_Stated task_
Select every line in the data below that contains the word "What", and copy each of those lines. Case counts.

_Material_
--------------------------------
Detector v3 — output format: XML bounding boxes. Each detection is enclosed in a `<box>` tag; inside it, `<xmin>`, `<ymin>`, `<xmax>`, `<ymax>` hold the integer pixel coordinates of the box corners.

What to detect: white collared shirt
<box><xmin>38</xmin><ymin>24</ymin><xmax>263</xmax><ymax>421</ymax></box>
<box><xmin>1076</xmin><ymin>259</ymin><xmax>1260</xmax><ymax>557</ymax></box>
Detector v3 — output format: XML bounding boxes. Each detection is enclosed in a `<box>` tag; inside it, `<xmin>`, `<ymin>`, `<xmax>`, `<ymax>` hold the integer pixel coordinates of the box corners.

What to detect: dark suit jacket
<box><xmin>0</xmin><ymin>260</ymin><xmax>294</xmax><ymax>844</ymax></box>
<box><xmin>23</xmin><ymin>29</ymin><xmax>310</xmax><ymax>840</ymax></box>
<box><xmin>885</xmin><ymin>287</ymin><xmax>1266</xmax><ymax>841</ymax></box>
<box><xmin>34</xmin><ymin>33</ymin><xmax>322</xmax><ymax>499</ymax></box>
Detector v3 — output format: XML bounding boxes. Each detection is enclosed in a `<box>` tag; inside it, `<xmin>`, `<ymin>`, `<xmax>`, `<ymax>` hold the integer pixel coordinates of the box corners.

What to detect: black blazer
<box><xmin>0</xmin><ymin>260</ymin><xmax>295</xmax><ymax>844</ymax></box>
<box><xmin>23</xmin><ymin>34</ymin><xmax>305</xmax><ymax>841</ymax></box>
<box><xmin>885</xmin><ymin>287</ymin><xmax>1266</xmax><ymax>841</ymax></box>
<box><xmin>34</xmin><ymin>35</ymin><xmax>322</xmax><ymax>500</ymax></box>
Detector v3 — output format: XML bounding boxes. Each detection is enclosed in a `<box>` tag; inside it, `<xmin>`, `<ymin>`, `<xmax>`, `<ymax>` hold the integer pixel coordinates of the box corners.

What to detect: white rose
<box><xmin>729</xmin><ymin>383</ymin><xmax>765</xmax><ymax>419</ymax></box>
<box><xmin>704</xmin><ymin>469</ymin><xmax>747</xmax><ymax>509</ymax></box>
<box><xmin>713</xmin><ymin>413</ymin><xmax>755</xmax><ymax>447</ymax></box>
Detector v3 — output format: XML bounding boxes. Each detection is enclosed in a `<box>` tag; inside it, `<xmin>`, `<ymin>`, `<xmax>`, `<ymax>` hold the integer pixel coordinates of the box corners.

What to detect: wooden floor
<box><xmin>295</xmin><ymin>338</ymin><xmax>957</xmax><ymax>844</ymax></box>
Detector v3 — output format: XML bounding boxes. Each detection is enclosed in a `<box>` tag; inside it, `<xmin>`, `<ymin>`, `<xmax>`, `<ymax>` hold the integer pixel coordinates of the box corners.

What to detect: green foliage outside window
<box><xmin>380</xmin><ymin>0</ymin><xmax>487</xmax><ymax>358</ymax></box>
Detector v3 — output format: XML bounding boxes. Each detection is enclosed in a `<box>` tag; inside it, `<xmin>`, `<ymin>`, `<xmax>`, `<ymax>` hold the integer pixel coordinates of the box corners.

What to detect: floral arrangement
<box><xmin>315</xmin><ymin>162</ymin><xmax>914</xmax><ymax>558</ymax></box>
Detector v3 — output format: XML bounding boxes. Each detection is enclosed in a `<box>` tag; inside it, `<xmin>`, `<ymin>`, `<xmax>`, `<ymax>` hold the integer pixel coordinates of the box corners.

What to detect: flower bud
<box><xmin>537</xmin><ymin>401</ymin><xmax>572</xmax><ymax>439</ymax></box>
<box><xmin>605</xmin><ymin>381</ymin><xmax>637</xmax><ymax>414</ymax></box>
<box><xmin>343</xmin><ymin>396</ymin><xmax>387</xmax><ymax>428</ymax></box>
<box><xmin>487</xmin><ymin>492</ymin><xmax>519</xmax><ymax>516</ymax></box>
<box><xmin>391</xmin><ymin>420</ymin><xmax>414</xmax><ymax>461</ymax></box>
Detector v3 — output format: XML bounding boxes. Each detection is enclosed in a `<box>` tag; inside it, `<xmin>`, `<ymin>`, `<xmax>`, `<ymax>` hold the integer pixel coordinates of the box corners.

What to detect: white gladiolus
--------------------------------
_Written answer_
What to detect: white collared shirt
What to detect: dark suit jacket
What to detect: black blazer
What to detect: white rose
What to detect: wooden floor
What to detect: green foliage outside window
What to detect: floral arrangement
What to detect: flower bud
What to detect: white gladiolus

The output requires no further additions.